PASSAGE TO READ:
--- Begin ---

Big Data Storage Technology used by IT Giants

TechBoutique Official
12 min readOct 15, 2020

--

Ever wondered how Facebook, Twitter, or any other social media platform never loses your data, be it a post you made a day ago or your first-ever age-old childhood pic. Since there are millions and billions of users, so how do these social media giants manage to keep your data intact? Is it due to the high quality of hardware they use or is there something else in play behind the curtains?

No doubt they’re using a better quality of hardware but that’s not all they’re doing. After all, no hardware is failure-proof. They use an intelligent storage method called distributed storage. Particularly they use HDFS clusters that work on a distributed storage system. Today we’ll be taking a peek into the world of HDFS. We’ll also be experimenting with some of its concepts and busting some of the myths. So, buckle up.

Task Description:

  • Configuring Name Node, Data Node and Client.
  • Uploading file through Client.
  • Finding which data node is chosen for storing data by tracking data packet transfer
  • Finding what happens when the data node goes down.

Prerequisites: Java and Hadoop should be pre-installed on the instances. All the following steps require root login. follow the below article to install and configure your instances.

https://medium.com/@techboutique.official/world-of-big-data-with-hadoop-af48acc16a90

What is a Name Node?

Name Node also known as the Master, is the centrepiece of the HDFS and stores the metadata i.e the list of blocks, their location and that of its replicas for any given file in HDFS.

Name Node(NN) Configuration

In order to configure the name node we primarily need to work on two files: core-site.xml and hdfs-site.xml present in the directory /etc/hadoop/ created during the installation of Hadoop package.

Updating core-site.xml

The core-site.xml file informs Hadoop services/daemon the location of Name Node in the HDFS cluster. It contains the configuration settings for Hadoop Core.

To tell the location of the name node inside the core-site file we have to follow XML format. We have to update the following lines between the configuration tags:

#xml code inside core-site.xml<property>
<name>fs.default.name</name>
<value>hdfs://0.0.0.0:9001</value>
</property>

Here,

  • fs represents a file system
  • name represents Name Node
  • hdfs is protocol name/type
  • 0.0.0.0 acts as a universal IP for the Name Node
  • 9001 is the port on which HDFS operates

The name and value tag act like a key-value pair. The format inside the value tag is:

<protocol_name>://<master’s_IP>:<port_number>

Updating hdfs-site.xml

The hdfs-site.xml file contains the configuration settings for HDFS services/daemons mainly the location of the directory reserved for the HDFS cluster.

To tell the location of the virtual storage inside the hdfs-site.xml we have to update the following lines between the configuration tags:

<property>
<name>dfs.name.dir</name>
<value>/nn</value>
</property>

Here,

  • dfs represents a distributed file system
  • name represents Name Node
  • dir represents directory
  • /nn is the directory where all virtual space is collectively available

Creating a directory and formatting it

Remember the directory location that we provided above in the hdfs-site.xml file. We also need to create it in the main drive i.e. ‘/’.

#command to create directory in root
- cd /
- mkdir /nn

Once the directory is created we also need to format it.

--- End ---

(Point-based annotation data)
--- Begin ---

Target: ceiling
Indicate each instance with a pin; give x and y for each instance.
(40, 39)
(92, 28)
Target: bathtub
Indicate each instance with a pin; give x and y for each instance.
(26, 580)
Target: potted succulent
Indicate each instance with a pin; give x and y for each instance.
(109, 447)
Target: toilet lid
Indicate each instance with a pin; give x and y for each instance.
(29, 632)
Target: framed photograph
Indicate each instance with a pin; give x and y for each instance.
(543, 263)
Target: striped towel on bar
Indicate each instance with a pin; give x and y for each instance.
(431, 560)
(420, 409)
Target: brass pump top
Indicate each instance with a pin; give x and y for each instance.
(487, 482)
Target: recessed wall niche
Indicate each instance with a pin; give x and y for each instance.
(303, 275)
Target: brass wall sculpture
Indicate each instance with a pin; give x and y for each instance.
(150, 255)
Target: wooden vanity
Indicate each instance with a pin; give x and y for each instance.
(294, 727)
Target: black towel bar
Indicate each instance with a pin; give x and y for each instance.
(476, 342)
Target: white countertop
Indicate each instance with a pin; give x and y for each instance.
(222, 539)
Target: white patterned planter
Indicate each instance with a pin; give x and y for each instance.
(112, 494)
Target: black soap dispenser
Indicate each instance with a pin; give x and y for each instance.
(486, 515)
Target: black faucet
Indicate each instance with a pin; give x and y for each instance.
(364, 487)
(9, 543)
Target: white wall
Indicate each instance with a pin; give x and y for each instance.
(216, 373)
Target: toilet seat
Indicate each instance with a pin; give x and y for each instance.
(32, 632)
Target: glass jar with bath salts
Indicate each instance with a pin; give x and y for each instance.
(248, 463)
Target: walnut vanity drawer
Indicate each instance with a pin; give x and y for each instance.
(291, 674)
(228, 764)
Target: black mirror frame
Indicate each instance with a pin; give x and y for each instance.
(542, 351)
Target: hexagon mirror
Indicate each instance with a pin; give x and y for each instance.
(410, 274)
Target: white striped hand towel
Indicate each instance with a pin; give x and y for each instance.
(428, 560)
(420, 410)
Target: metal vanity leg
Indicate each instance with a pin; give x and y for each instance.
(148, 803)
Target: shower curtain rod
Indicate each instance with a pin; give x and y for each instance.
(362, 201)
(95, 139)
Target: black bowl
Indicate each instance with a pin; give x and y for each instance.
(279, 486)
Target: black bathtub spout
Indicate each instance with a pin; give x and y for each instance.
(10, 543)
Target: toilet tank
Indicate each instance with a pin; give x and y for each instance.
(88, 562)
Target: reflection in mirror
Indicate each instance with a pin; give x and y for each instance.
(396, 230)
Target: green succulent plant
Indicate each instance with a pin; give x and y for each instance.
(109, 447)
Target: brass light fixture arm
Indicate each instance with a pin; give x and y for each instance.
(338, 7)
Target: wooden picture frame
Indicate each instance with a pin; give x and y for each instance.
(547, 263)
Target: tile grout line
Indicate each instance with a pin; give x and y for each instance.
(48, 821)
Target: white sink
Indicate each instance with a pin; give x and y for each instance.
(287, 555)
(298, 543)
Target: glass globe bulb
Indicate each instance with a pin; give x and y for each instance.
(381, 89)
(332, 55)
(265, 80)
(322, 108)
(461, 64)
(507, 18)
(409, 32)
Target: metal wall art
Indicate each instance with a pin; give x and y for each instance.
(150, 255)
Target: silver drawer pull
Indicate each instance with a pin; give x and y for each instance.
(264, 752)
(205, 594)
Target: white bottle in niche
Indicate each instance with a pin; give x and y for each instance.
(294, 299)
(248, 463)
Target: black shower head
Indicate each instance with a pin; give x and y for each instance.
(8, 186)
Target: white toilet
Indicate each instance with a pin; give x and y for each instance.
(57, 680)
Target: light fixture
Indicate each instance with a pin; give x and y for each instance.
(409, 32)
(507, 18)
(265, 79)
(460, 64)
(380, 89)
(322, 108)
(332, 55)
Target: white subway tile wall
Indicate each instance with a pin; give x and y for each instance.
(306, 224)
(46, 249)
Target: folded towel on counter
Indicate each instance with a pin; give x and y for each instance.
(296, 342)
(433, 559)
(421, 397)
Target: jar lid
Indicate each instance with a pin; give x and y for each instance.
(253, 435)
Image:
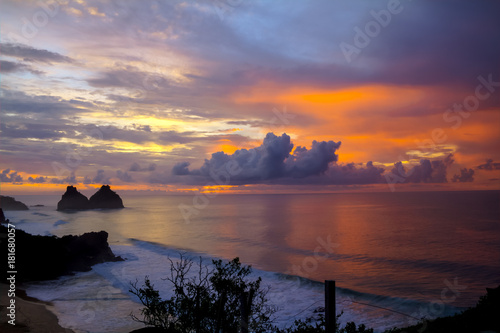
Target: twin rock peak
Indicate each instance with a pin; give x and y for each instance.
(103, 198)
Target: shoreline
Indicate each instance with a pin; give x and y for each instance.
(32, 315)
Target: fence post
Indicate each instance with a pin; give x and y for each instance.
(330, 306)
(244, 311)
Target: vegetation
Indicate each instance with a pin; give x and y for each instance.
(481, 318)
(211, 301)
(208, 302)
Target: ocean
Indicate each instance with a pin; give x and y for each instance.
(395, 257)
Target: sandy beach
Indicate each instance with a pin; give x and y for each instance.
(32, 315)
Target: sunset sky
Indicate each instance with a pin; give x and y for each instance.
(249, 96)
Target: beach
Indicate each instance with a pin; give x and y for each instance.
(32, 315)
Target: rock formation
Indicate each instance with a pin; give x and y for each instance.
(73, 199)
(48, 257)
(9, 203)
(105, 198)
(2, 216)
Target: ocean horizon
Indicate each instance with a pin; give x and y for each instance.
(395, 257)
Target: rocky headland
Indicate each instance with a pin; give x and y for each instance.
(48, 257)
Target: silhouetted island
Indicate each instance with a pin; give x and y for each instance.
(103, 198)
(73, 200)
(9, 203)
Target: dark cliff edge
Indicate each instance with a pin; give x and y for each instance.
(49, 257)
(9, 203)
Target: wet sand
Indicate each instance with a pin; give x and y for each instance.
(32, 315)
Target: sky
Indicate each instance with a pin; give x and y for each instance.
(245, 96)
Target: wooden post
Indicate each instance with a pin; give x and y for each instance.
(330, 306)
(244, 312)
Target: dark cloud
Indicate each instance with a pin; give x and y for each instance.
(28, 53)
(124, 176)
(10, 176)
(37, 180)
(128, 77)
(101, 178)
(35, 131)
(135, 167)
(466, 175)
(426, 172)
(11, 67)
(21, 103)
(70, 180)
(274, 163)
(181, 169)
(489, 165)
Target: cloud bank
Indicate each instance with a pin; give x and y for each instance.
(276, 162)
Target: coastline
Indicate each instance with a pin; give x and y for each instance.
(32, 315)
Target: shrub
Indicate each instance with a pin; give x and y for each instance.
(208, 302)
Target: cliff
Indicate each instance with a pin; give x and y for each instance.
(9, 203)
(48, 257)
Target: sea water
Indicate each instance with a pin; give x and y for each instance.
(395, 257)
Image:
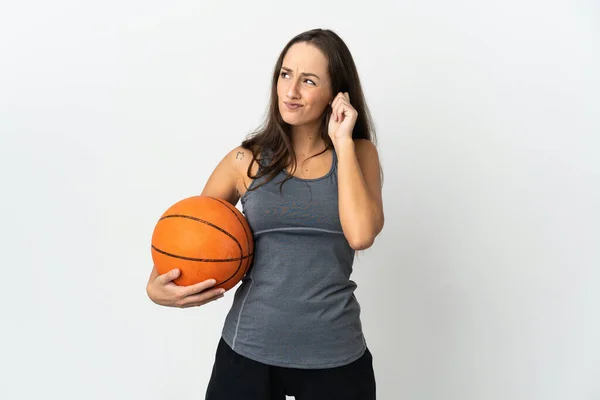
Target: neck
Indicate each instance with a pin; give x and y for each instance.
(306, 141)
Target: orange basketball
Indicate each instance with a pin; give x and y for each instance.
(206, 238)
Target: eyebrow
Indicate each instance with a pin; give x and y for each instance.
(286, 69)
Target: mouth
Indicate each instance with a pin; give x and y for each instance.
(292, 106)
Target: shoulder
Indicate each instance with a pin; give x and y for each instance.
(365, 149)
(240, 158)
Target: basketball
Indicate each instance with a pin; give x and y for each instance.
(205, 238)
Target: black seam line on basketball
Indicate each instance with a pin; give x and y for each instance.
(238, 218)
(201, 259)
(217, 228)
(241, 223)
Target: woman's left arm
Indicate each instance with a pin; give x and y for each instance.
(359, 191)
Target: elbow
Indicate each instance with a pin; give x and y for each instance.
(364, 238)
(361, 243)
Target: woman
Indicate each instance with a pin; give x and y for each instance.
(294, 327)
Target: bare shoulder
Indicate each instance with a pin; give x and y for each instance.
(227, 179)
(365, 149)
(240, 159)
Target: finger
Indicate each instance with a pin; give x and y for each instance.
(200, 299)
(197, 287)
(169, 276)
(339, 110)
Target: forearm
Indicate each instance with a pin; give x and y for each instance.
(360, 215)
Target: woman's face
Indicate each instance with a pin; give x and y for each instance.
(304, 86)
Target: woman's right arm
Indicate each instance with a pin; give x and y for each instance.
(223, 183)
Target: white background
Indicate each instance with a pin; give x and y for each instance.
(483, 284)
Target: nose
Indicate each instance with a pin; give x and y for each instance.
(292, 89)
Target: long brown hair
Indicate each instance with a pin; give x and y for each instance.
(274, 135)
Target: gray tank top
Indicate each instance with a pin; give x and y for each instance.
(296, 306)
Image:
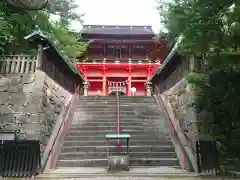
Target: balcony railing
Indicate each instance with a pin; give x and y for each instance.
(102, 60)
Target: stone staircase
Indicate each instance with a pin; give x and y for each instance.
(94, 117)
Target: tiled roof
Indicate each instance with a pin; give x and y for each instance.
(41, 37)
(117, 30)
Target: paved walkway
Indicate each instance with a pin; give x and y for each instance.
(159, 173)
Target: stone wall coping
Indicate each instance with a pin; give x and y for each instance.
(186, 145)
(54, 133)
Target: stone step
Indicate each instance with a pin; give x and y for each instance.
(122, 116)
(104, 162)
(112, 131)
(94, 105)
(109, 126)
(103, 155)
(122, 112)
(142, 148)
(102, 138)
(112, 122)
(145, 124)
(115, 142)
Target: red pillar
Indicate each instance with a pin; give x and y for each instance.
(104, 85)
(129, 84)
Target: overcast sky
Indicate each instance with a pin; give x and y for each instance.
(119, 12)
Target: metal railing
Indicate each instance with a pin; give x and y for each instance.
(53, 143)
(177, 137)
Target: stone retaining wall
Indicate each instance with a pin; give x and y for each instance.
(180, 98)
(30, 104)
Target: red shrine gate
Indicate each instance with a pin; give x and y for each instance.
(120, 58)
(107, 78)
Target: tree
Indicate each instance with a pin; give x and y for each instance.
(17, 23)
(211, 31)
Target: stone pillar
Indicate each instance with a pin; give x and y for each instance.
(129, 84)
(85, 87)
(149, 88)
(104, 85)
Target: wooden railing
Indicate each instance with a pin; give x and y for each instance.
(17, 64)
(58, 133)
(189, 162)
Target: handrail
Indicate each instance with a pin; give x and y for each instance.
(50, 148)
(172, 131)
(118, 119)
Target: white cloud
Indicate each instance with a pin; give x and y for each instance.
(119, 12)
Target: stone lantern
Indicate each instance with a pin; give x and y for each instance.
(29, 4)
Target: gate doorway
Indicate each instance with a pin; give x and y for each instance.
(113, 89)
(119, 93)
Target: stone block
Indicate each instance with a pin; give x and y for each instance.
(28, 88)
(35, 97)
(11, 127)
(7, 118)
(15, 80)
(5, 81)
(36, 118)
(15, 89)
(34, 108)
(4, 97)
(18, 99)
(36, 127)
(5, 109)
(27, 79)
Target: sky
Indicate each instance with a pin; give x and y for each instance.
(119, 12)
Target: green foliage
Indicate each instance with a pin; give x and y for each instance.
(73, 48)
(211, 31)
(15, 24)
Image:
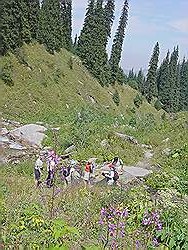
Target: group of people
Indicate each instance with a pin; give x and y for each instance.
(71, 171)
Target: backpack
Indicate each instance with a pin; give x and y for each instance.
(116, 175)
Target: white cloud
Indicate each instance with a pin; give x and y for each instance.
(180, 25)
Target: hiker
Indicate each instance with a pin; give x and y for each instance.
(89, 168)
(50, 168)
(117, 163)
(70, 174)
(37, 170)
(112, 176)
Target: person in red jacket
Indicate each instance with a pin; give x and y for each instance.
(88, 171)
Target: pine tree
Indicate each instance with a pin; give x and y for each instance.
(109, 18)
(23, 21)
(116, 52)
(86, 39)
(163, 83)
(174, 84)
(33, 17)
(140, 80)
(66, 22)
(50, 31)
(184, 86)
(9, 26)
(150, 88)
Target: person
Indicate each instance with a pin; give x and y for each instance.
(117, 163)
(50, 168)
(112, 176)
(88, 171)
(37, 170)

--- End ---

EXERCISE AIM: Edit the part of the HDFS article that opens with the words containing "Ever wondered how" and closes with "So, buckle up.", replacing "hardware" with "equipment". The lines above are separate material, distinct from the HDFS article.

ANSWER FOR THIS EXERCISE:
Ever wondered how Facebook, Twitter, or any other social media platform never loses your data, be it a post you made a day ago or your first-ever age-old childhood pic. Since there are millions and billions of users, so how do these social media giants manage to keep your data intact? Is it due to the high quality of equipment they use or is there something else in play behind the curtains?

No doubt they’re using a better quality of equipment but that’s not all they’re doing. After all, no equipment is failure-proof. They use an intelligent storage method called distributed storage. Particularly they use HDFS clusters that work on a distributed storage system. Today we’ll be taking a peek into the world of HDFS. We’ll also be experimenting with some of its concepts and busting some of the myths. So, buckle up.